# Stated goal
Reproduce the records word for word, from the first line through the line containing "114 52 232 130".

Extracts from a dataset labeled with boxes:
◆ ◆ ◆ ◆
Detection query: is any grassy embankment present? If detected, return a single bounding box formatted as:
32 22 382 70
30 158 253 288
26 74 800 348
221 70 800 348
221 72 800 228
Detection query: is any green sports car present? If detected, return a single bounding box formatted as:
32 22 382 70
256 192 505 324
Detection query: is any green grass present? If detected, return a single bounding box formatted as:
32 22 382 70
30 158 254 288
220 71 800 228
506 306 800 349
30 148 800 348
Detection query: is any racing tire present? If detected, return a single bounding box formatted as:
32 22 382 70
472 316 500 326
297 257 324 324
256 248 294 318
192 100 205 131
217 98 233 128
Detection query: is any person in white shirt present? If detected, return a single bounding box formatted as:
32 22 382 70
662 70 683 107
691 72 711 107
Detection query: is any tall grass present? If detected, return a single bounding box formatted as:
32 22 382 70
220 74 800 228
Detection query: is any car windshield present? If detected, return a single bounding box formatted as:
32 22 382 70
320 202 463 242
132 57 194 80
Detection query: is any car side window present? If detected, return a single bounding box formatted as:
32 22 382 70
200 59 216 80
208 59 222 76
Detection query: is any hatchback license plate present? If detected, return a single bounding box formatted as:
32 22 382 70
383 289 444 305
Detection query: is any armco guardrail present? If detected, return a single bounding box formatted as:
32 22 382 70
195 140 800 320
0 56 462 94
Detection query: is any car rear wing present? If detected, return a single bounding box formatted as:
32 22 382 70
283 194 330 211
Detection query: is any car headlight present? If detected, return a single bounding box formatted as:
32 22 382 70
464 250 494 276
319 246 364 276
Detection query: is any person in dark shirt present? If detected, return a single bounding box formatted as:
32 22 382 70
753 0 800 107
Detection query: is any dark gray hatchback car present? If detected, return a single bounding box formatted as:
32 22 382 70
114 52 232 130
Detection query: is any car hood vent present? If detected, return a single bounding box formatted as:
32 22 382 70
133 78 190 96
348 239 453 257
◆ ◆ ◆ ◆
# Completed task
Detection query: is any grassy embankment present? If detected, return a single bounding box formatted as:
32 22 382 70
30 158 253 288
26 74 800 348
221 70 800 348
221 72 800 228
Detection query: is any green sports car present? If detected, return a single bounding box formatted as:
32 22 382 70
256 192 505 324
Detection query: is any green grass present? If detected, return a single bounding box formatted as:
32 22 382 70
30 158 254 288
220 71 800 228
506 306 800 349
30 148 800 348
Detection query: is any racing tire present? If detected, return a single bounding box formatted as:
32 22 382 70
472 316 500 326
297 257 324 324
256 248 294 318
192 100 205 131
217 98 233 128
Detection query: is any person in white shirt present? If detected, return a single bounding box formatted as:
32 22 382 70
662 70 683 107
691 72 711 107
Detection query: is any tall grass present? If detected, return a single bounding box formatted as:
32 22 382 70
220 74 800 228
Detection query: is any car windshield present? If detected, return a single bounding box formatted as:
32 22 382 70
320 202 463 242
132 57 194 80
Detection query: is any car side window present? If detected, return a single bounding box formatted as:
32 22 382 70
200 59 216 80
208 59 222 76
Detection query: is any hatchback license plate present? If detected, return a single bounding box formatted as:
32 22 382 70
383 289 444 305
Detection query: is any armco guardrail present? If detected, return a single bounding box formatted as:
32 22 382 70
195 140 800 320
0 56 462 94
Detection query: is any car rear wing present? If detected, return a single bounding box formatted as:
32 22 382 70
283 194 330 211
Detection query: is any car headlight present? If detected, return a single bounding box formatted as:
32 22 382 70
464 250 494 276
319 246 364 276
Detection query: is any person in dark shirt present? If detected, return a single bounding box formatted as:
32 22 382 70
753 0 800 107
Detection query: is any dark gray hatchback car present? If detected, return a single bounding box formatted as:
32 22 382 70
114 52 232 130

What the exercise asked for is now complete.